**Referring expression data:**
=== Begin Enclosure ===

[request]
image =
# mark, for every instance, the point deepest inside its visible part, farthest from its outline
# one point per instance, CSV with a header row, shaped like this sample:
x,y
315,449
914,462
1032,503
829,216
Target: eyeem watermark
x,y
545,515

=== End Enclosure ===

**Your goal:**
Above are the records; copy exactly the lines from the one with "# mark, for" through the final line.

**Exercise response:**
# mark, for every instance, the point deepest inside its visible part, farthest from its outline
# one point per instance, CSV with a header row, shaped like this sample:
x,y
315,449
914,462
1032,503
829,216
Target: eyeem watermark
x,y
545,515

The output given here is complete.